## Task goal
Each record must be retyped in full. No character may differ.

====== Source material ======

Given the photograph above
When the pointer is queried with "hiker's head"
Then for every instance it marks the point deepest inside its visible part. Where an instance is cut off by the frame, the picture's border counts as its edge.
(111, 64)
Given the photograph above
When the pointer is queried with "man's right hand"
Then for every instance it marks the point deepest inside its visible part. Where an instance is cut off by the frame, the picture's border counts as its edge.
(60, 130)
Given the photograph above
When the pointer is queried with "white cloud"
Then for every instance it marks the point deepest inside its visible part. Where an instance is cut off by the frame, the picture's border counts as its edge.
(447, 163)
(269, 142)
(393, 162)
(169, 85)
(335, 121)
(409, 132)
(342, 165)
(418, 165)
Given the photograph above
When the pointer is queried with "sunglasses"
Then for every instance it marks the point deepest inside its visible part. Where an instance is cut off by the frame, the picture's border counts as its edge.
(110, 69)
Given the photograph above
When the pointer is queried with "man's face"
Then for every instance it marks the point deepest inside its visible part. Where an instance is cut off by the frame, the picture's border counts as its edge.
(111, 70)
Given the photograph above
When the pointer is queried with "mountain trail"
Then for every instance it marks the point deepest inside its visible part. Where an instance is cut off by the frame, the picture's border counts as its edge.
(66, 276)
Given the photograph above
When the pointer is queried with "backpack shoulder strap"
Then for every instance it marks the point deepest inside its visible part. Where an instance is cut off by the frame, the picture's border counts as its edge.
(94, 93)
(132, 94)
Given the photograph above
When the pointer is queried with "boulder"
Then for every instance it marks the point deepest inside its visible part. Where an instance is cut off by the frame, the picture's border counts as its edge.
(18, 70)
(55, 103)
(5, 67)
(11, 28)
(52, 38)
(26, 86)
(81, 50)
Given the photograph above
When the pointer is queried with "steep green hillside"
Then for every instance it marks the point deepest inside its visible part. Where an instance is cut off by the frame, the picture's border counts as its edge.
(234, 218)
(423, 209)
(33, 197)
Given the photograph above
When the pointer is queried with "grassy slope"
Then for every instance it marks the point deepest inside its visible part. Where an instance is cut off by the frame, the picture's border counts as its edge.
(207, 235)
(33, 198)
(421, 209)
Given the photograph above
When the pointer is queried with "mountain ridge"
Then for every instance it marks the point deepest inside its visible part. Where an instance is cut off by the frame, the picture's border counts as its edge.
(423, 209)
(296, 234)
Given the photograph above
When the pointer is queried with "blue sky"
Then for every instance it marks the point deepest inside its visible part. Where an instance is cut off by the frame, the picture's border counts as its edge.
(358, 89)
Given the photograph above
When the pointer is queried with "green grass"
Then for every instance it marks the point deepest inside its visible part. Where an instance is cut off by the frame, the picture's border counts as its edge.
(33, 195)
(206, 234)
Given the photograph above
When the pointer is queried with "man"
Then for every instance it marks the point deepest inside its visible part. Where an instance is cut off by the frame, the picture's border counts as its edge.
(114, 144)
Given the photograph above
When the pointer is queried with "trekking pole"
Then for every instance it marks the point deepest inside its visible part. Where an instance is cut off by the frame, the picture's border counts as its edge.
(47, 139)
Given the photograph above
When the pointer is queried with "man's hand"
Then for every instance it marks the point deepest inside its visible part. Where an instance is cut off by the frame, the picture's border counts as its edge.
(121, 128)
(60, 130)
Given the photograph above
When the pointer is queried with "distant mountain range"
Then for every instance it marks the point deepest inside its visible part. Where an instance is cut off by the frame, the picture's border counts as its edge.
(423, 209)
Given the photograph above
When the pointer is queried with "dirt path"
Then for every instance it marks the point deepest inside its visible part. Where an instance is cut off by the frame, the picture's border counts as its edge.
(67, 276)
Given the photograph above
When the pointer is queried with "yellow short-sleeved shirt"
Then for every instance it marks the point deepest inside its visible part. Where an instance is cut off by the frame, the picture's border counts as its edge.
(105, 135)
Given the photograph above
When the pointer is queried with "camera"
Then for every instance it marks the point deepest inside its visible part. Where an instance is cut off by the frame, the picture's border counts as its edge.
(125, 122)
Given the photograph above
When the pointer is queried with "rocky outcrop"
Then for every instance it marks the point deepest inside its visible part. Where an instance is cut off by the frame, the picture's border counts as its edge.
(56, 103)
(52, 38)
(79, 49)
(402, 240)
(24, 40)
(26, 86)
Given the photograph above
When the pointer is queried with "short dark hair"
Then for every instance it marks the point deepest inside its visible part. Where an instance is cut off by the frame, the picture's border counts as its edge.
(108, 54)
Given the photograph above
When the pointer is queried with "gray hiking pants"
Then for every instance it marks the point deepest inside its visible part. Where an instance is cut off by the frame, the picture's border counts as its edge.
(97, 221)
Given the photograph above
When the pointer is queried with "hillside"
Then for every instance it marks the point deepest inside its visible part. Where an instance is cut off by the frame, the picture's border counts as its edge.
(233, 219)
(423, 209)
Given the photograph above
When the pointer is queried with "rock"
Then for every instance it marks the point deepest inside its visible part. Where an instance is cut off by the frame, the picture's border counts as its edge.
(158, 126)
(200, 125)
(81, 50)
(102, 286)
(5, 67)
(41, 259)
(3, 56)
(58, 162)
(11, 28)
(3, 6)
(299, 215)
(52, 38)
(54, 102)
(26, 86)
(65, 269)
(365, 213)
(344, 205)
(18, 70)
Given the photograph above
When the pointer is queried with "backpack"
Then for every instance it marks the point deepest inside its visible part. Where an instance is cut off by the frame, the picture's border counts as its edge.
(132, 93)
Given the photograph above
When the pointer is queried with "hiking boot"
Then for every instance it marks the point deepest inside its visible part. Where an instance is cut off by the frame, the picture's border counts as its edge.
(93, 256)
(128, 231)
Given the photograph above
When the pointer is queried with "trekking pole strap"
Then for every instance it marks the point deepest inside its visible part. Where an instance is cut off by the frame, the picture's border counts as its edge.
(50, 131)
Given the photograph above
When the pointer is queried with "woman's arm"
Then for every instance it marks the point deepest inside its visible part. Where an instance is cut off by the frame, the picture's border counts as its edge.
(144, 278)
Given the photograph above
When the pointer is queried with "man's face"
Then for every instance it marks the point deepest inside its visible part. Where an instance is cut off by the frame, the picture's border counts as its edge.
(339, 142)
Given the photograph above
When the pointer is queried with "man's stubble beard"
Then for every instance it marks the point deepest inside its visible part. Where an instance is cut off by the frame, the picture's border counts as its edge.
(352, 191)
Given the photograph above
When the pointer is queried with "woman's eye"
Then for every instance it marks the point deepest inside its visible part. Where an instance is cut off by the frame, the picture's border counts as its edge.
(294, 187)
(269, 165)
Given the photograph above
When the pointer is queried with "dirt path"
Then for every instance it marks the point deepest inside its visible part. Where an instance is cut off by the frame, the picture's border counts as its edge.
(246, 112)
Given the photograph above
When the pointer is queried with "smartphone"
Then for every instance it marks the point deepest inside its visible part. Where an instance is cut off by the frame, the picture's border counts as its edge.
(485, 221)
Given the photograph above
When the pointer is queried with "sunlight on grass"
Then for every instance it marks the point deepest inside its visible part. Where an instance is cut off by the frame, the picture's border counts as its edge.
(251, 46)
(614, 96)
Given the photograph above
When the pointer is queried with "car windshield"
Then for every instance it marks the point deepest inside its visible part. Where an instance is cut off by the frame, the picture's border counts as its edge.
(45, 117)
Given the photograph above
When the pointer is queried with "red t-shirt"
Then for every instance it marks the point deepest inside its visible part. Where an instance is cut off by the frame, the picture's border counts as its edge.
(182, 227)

======

## Task answer
Given the photograph above
When the pointer is queried with "hiker's head"
Then for every instance it marks the point deepest inside its visible part. Where an instance is cut off by the frame, the picture's border counts as its edge.
(111, 64)
Given the photograph above
When the pointer is queried with "man's right hand"
Then for every instance it marks the point deepest inside its visible part. Where an instance is cut off by the frame, the picture's border counts as its edge.
(60, 130)
Given the photograph above
When the pointer is queried with "white cloud"
Then for every instance it marks the point deepest inside its visible part. Where an instance is cut off by the frame, the picture's border counts as its edge.
(447, 163)
(269, 142)
(393, 162)
(169, 85)
(335, 121)
(409, 132)
(342, 165)
(418, 165)
Given the photograph above
When the pointer is queried with "sunglasses"
Then for every instance it marks the point deepest inside its visible part. Where an instance is cut off by the frame, the picture's border counts as its edge.
(110, 69)
Given the photograph above
When the pointer is queried with "man's face"
Then for every instance it marks the point deepest inside its visible part. Where an instance is cut off by the frame, the picture's border counts as its edge.
(111, 70)
Given the photograph above
When the pointer is queried with "mountain trail"
Then for every instance it marks the point deepest inside its visible part. Where an instance is cut off by the frame, the picture's border counts as its edge.
(66, 276)
Given the photograph above
When the pointer is queried with "backpack shoulder strap"
Then for every instance it marks the point deepest inside its visible part. Where an instance is cut off by the frame, the picture's border counts as its edge.
(94, 93)
(132, 94)
Given the photograph above
When the pointer is queried with "boulder"
Then for every instance it marks the point deepest inside its visible part. Where an instance is cut off by the frame, the picture's border counts as its edge.
(18, 70)
(55, 103)
(5, 67)
(11, 28)
(52, 38)
(26, 86)
(81, 50)
Given the photograph above
When the pointer is queried with "steep green hillside"
Then for every instance it marks the point deepest inside its visible part. Where an instance is cut off by the frame, the picture's border counts as its edge.
(234, 218)
(423, 209)
(33, 197)
Given the photograph above
When the pointer is queried with "grassy slope"
Then for every instance it marks the point deepest inside its visible part. Where an instance is cut off by the frame, the picture's border counts as its edge.
(207, 235)
(33, 198)
(421, 209)
Given the photograph above
When the pointer is queried with "mountain ridge"
Then for every instance it marks the point deepest inside its visible part. Where an instance is cut off by the frame, the picture's border counts as its edge.
(423, 209)
(296, 234)
Given the photograph above
When the pointer is queried with "blue sky"
Then for every instance it marks the point deepest inside its visible part. Where an instance is cut off by the frame, the picture's border counts as its edge.
(358, 89)
Given the photograph above
When the pointer is queried with "green grass"
Then for every instance it marks the point deepest inside its visible part. Where an instance is cut off by the frame, the picture's border counts as its edge.
(33, 195)
(206, 234)
Given the photograph above
When the pointer is queried with "man"
Then for every instance it marks the point deepest inside its visible part. Where an instance is cut off by the frame, the picture's border counts as its edge.
(114, 144)
Given the photograph above
When the pointer is queried with "trekking pole"
Then for every instance it marks the point deepest inside its visible part. Where an instance is cut off by the frame, the picture's border counts as its edge.
(47, 139)
Given the photograph above
When the pointer is queried with "man's hand"
Then for every instance it marks the point deepest inside its visible part. Where an instance is cut off by the frame, the picture's border counts as its edge.
(121, 128)
(60, 130)
Given the photograph above
When the pointer is queried with "distant mountain range"
Then for every instance it marks the point deepest inside its visible part. Where an instance is cut off by the frame, the picture's border counts as its edge.
(423, 209)
Given the photograph above
When the pointer is queried with "dirt path"
Then for every instance it marks the point deepest inside its visible part. Where an instance is cut off by the frame, the picture's border counts as its edge.
(67, 276)
Given the photograph above
When the pointer is queried with "yellow short-sleeved shirt"
Then for every instance it marks the point deepest inside its visible part. Where an instance is cut off by the frame, the picture's border counts as its edge.
(105, 135)
Given the photograph above
When the pointer is queried with "camera"
Then for every instance it marks the point deepest inside its visible part. Where an instance is cut off by the frame, the picture's border counts as its edge.
(125, 122)
Given the photograph above
When the pointer is queried with "rocky outcrop"
Then for every instance it marks the point deepest inside its visible part. Where an instance is cut off by the frame, the picture's border counts as its edge.
(56, 103)
(52, 38)
(79, 49)
(402, 240)
(24, 40)
(26, 86)
Given the photograph above
When the pointer is queried with "short dark hair"
Then for every instance it marks the point deepest inside its visible part. Where an instance is cut off by the frame, the picture's border counts as its edge.
(108, 54)
Given the photograph above
When the pointer is queried with "gray hiking pants"
Then for every instance it marks the point deepest inside its visible part. Where an instance is cut off by the frame, the picture's border counts as its edge.
(97, 221)
Given the photograph above
When the pointer is queried with "hillside"
Then for every instance it marks the point deepest inside its visible part. Where an instance is cut off by the frame, the picture's border counts as its edge.
(233, 219)
(423, 209)
Given the photograph above
When the pointer is queried with "rock"
Then for every instance it marks the point deepest inside its visible part. Where an instance is cut off by the frame, the picture's border counts as its edge.
(158, 126)
(200, 125)
(81, 50)
(102, 286)
(5, 67)
(41, 259)
(3, 56)
(58, 162)
(11, 28)
(3, 6)
(299, 215)
(52, 38)
(54, 102)
(26, 86)
(65, 269)
(365, 213)
(344, 205)
(18, 70)
Given the photograph above
When the pointer is queried with "backpack"
Then for every instance it marks the point deepest inside its visible part. Where an instance is cut off by the frame, the picture's border counts as its edge.
(132, 93)
Given the photograph above
When the pointer is queried with "hiking boot"
Then for every instance it marks the point deepest inside its visible part. Where an instance is cut off by the frame, the picture's border counts as its edge.
(93, 256)
(128, 231)
Given the photograph above
When the pointer is queried with "trekking pole strap"
Then for every instance it marks the point deepest inside its visible part. Where an instance is cut off by the frame, the picture's border counts as its edge.
(50, 131)
Given the photograph above
When the pointer is queried with "woman's arm"
Then for every instance it marks the point deepest inside its visible part. Where an instance is cut off by the frame, the picture's border counts as its edge.
(144, 278)
Given the photograph above
When the pointer is queried with "man's face"
Then for every instance it marks the point deepest inside its visible part. Where an instance is cut off by the frame, the picture's border counts as its edge.
(339, 142)
Given the photograph above
When the pointer is queried with "man's stubble beard"
Then for every instance it marks the point deepest inside its visible part. Where an instance is cut off by the frame, the picture's border counts as its edge.
(352, 191)
Given the photograph above
When the pointer is queried with "woman's eye"
Then for every instance it marks the point deepest inside its visible part. Where an instance is cut off by the frame, the picture's border counts as its edge.
(294, 187)
(269, 165)
Given the photograph above
When the pointer is queried with "dirt path"
Then for every instance it marks the point deepest inside its visible part. Where an instance is cut off by the frame, the picture's border counts as its edge.
(246, 112)
Given the photograph above
When the pointer is queried with "smartphone"
Then for every instance it marks the point deepest inside its visible part. Where an instance is cut off by the frame, the picture's border counts as its edge.
(485, 221)
Given the photograph above
When the pointer is queried with "sunlight on grass"
Then for every instance it marks the point deepest inside its visible part. Where an instance is cut off by the frame, the picture's border counts as its edge.
(251, 46)
(614, 96)
Given the photograph above
When the pointer is queried with "car windshield"
Then for every instance it marks the point deepest inside its visible part. Where an instance is cut off by the frame, the picture's border counts as its edge.
(45, 117)
Given the photograph above
When the pointer is queried with "red t-shirt"
Then for every instance it marks the point deepest inside its visible part. Where an instance is cut off by the frame, the picture's border counts as its edge.
(182, 227)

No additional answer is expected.